[SOURCE start]
This week I purchased a Jayco 1995 35 ft Designer T-T from some nice folks in Prescott Arizona. We decided to meet 1/2 way between us to do the swap ( green for T-T ). since I am in south central Colorado it worked out to meet at Kayena Arizona ( just south of Monument Valley )
I was going to use my Son's new Chev 2500 with HD towing package and Allison 6 speed, but he had a job this week he needed it, so that left my 2000 Ford 150 4X4 with 180,000 miles on it to do the job. The trip goes over Wolf Creek Pass at about 10,800 ft, up and down through mountains to Cortez Colorado then through the high desert at 5000 ft to Kayenta. Total one way of 300 miles.. Arizona reaching 95 deg and Colorado 65 to 80 deg.

I was worried that I would be pushing the limits on even a new F-150, The empty weight on the Jayco is 7400# and towing max on the F-150 is 8400# so I knew I would not be over stressing the frame. But with 180K miles in the power train I was worried about it with the hard climbs ahead.

As it worked out I got to the meeting point at Noon just as he was arriving from the other direction, cash and vehicles were swapped. Hooked it up with an older equalizer hitch, the sway controller was frozen up and was not usable. Hitting the road I was surprised that it went up to 55 mph with ease and nice even ride with no sway even with 10 to 20 mph cross wind. Slight hills required just a little gas. 3% grades it would drop down a gear and to 45 to 50 mph. Hitting the hard 7% grades I was down to 25 mph in low gear and 3,000 rpm. No increase in water temp. ( hard grades I would turn off the A/C just to be easy on the engine)
[SOURCE end]
[DATASET EXCERPT start]
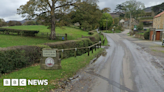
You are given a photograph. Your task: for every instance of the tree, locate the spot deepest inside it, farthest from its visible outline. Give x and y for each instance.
[DATASET EXCERPT end]
_TASK GOAL_. Pick up the account of towing the Jayco trailer home with the F-150 after its last sentence and carry it on in the same first-person voice.

_EXERCISE OUTPUT_.
I was happy with the drive and the performance of the F-150. It would be acceptable if it was used on flat land and for short weekend runs, but with where I live it will be replaced with a 3/4 ton, and probably one of the Chevy 2500 with the Allison 6 speeds. The gearing in the Ford transmission is just too far apart on the hills and either you are revving it up at 3-4000 rpm or lugging it at 2100 rpm. Also once it is loaded with 1,000 pounds of gear and water. It will overload the specifications of the F-150.

I am writing this so those with the F-150's and smaller trailers will know once they hit the western mountains that it should survive if you take it easy and keep your loads low. If not my Son runs a towing business and I will be seeing you along the road..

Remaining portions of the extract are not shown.